Description of the task: The expected output is every entry, repeated exactly.

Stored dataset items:
┄┄┄┄┄┄┄┄┄┄

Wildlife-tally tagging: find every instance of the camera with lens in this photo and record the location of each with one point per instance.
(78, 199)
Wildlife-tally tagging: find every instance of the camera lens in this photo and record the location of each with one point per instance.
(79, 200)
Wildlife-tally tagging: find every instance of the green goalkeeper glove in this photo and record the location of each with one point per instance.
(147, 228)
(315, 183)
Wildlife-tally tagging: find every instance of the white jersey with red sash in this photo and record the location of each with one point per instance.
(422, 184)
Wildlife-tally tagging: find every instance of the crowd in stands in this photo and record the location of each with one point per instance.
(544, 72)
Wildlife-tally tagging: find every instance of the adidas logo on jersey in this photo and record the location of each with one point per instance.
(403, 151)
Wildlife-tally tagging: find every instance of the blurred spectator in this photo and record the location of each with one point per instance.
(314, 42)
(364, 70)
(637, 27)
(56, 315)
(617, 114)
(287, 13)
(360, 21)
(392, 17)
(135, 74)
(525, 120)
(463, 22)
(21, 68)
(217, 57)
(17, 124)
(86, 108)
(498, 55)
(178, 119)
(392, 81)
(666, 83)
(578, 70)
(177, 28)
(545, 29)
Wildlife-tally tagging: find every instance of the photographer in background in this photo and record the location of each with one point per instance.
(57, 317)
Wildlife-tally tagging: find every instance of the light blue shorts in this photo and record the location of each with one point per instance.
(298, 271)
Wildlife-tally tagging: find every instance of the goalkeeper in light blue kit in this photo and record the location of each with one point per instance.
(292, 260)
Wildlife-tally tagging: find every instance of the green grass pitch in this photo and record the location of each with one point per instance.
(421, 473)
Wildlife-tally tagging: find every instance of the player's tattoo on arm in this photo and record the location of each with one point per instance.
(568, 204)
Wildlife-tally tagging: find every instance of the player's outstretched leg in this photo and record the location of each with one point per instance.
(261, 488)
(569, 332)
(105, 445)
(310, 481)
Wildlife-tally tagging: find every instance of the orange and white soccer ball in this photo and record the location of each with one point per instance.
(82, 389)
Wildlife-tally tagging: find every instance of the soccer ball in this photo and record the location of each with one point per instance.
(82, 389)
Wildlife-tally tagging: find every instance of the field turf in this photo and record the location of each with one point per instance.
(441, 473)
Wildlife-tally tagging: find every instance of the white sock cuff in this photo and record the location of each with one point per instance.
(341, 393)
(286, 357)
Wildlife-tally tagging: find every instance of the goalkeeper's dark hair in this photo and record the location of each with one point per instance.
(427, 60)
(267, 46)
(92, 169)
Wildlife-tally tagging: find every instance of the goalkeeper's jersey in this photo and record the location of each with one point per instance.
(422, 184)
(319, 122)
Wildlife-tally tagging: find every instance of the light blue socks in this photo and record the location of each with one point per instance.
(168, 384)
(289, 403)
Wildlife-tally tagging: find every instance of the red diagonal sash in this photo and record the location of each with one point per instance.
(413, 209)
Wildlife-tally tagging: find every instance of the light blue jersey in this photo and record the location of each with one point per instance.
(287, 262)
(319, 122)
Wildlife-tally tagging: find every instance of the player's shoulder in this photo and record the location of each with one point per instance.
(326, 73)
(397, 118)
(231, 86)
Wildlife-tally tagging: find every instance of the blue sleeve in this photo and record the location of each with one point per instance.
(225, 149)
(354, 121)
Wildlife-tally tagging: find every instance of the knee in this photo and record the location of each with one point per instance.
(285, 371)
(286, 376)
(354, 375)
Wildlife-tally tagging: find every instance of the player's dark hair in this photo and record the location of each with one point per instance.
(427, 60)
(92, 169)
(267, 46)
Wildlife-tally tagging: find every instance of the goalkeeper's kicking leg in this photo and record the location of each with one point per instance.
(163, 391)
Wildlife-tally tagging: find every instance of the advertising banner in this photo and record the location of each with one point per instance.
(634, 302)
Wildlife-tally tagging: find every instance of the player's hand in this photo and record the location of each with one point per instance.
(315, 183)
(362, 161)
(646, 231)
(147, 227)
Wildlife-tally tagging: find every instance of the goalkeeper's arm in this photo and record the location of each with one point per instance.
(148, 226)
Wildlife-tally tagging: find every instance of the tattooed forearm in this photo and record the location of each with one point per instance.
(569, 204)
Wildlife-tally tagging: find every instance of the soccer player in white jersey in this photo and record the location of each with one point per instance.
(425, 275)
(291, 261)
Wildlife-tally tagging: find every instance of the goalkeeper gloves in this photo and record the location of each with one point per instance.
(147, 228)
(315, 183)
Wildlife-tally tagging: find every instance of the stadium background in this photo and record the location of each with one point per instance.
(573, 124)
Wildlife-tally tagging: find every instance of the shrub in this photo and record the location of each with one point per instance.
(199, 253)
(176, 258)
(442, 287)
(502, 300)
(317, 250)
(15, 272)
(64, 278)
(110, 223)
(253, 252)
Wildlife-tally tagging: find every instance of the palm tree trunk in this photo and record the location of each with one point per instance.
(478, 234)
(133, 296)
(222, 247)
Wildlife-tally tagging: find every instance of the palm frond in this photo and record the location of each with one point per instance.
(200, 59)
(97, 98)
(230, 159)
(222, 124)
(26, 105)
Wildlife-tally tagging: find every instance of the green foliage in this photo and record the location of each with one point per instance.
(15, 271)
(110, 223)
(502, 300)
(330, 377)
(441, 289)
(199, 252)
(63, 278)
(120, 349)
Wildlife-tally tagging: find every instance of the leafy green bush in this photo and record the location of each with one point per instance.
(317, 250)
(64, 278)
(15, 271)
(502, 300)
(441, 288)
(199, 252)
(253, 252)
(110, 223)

┄┄┄┄┄┄┄┄┄┄

Response area:
Wildlife-tally tagging: find every instance of the camera with lens in this photo and record the location of each with one point per instance.
(78, 199)
Wildlife-tally tagging: find every instance of the camera lens in this photo and record the location of each with one point per instance.
(79, 200)
Wildlife-tally tagging: find every instance of the green goalkeeper glove in this photo and record the location of each with one point per instance.
(147, 228)
(315, 183)
Wildlife-tally tagging: find every instance of the white jersey with red sash in this photo and record the location of each with one point per instance.
(422, 184)
Wildlife-tally tagging: find every instance of the crowd in stands in this photo and record the location of each with one point per instance.
(544, 72)
Wildlife-tally tagging: find every instance of the adidas logo on jersey in this photo and record the location of each with one point per instance.
(403, 151)
Wildlife-tally tagging: find every instance of the blurred spectator in this photo and record the location of each with one point per instance.
(314, 42)
(364, 70)
(637, 27)
(56, 315)
(617, 114)
(287, 13)
(360, 21)
(392, 17)
(135, 74)
(525, 120)
(463, 22)
(21, 68)
(217, 57)
(17, 124)
(86, 108)
(498, 55)
(178, 119)
(392, 81)
(666, 83)
(578, 70)
(177, 28)
(545, 29)
Wildlife-tally tagging: find every instance of the photographer in background in this photo and record the location of each with one point per instance.
(57, 317)
Wildlife-tally tagging: find every instance of the light blue shorts in this photo and record the location of each with one point per instance.
(298, 271)
Wildlife-tally tagging: find every instance of the goalkeeper in light blue kit in this photo and record the location of each with one point per instance.
(292, 260)
Wildlife-tally tagging: find every instance of the green grass pitch in this photo and record the location of each with one point per instance.
(421, 473)
Wildlife-tally tagging: find every instance of the player's tattoo on arm in this photo and record the location of each with one point per instance.
(568, 204)
Wildlife-tally tagging: find every instance of the player's outstretched leg in this photo and record the location of each with one point per instance.
(261, 488)
(569, 332)
(105, 445)
(310, 481)
Wildlife-tally tagging: find every instance of the orange and white soccer ball in this photo and record the location of each with one point per instance.
(82, 389)
Wildlife-tally tagging: find every instance of the soccer ball in this photo and record the location of each with one point per instance.
(82, 389)
Wildlife-tally tagging: find every instance of the field turf in this photo and record the location of each with one point per instance.
(441, 473)
Wildlife-tally tagging: find every instance of the white sock cuff in this photo and record the location of each with one point per instance.
(341, 393)
(286, 357)
Wildlife-tally tagging: find every instance of the goalkeeper's dark hair in this photo and record the location of each with one point per instance.
(427, 60)
(267, 46)
(92, 169)
Wildlife-tally tagging: find every instance of the goalkeeper's jersey in this photo and record the location of each with one point per instance.
(422, 184)
(319, 122)
Wildlife-tally tagging: find every instance of the light blue socks in this photo and record the location of each with one point per instance.
(168, 384)
(289, 403)
Wildlife-tally tagging: find every instance of the red diagonal sash in this photo and record the location of each with one point per instance.
(413, 209)
Wildlife-tally tagging: find every instance of the light blue jersey in this photo and record the location of each with one point per instance.
(287, 262)
(319, 122)
Wildlife-tally tagging: find every instance of the player's shoulder in this photo and record the location of each with one point per instance.
(326, 73)
(397, 118)
(231, 86)
Wildlife-tally tagging: find every instance of the blue sleeve in this photo and record the location of each with one point per instance.
(225, 149)
(354, 121)
Wildlife-tally tagging: find every instance of the knee in this photo and record the location of each with one point per instance.
(285, 371)
(286, 376)
(354, 375)
Wildlife-tally tagging: find every instance of the player's dark hair in this photo and record the location of each with one point per instance.
(427, 60)
(92, 169)
(267, 46)
Wildlife-tally tagging: find every instance of the goalkeeper's kicking leg in this photo and record the location of each with one point per instance.
(163, 391)
Wildlife-tally tagging: find every instance of the advertising banner in this photo and record the location of each with one point per instance.
(634, 302)
Wildlife-tally tagging: find every instance of the player's hand in this photo and record the location of each with one point per instance.
(315, 183)
(362, 161)
(646, 231)
(147, 227)
Wildlife-tally tagging: find every instance of the goalkeeper's arm in this photo and record the location of each with one point per instance.
(148, 226)
Wildlife-tally tagging: find every instance of the tattooed forearm in this photo and record the location of each with one point per instance.
(569, 204)
Wildlife-tally tagging: find every instance of the soccer player in white jersey in this photo and record the location of each with one point per instance.
(425, 275)
(291, 261)
Wildlife-tally tagging: find every instance of the goalkeeper gloves in this photo and record the location of each with one point per instance.
(147, 228)
(315, 183)
Wildlife-tally tagging: find every instance of the stadium background in this photo and record the location of each with one point per instance.
(573, 124)
Wildlife-tally tagging: find every instance of the shrub in this photo and record the location of each with one point per instance.
(199, 253)
(176, 258)
(442, 287)
(502, 300)
(317, 250)
(15, 272)
(64, 278)
(110, 223)
(253, 252)
Wildlife-tally tagging: find every instance of the palm tree trunk in this photo and record the location of each with one point per instance.
(478, 234)
(133, 296)
(222, 247)
Wildlife-tally tagging: find every instance of the palm frond in this photo and record the location of each with one point per instance.
(200, 59)
(97, 98)
(230, 159)
(222, 124)
(26, 105)
Wildlife-tally tagging: find every instance of the green foliage in this photo and record the location of each with one point per instance.
(15, 271)
(110, 223)
(502, 300)
(330, 377)
(441, 289)
(199, 252)
(63, 278)
(120, 349)
Wildlife-tally tagging: find every instance of the leafy green bush in this photo and record the location of each with one point per instance.
(317, 250)
(64, 278)
(15, 271)
(502, 300)
(441, 288)
(199, 252)
(253, 252)
(110, 223)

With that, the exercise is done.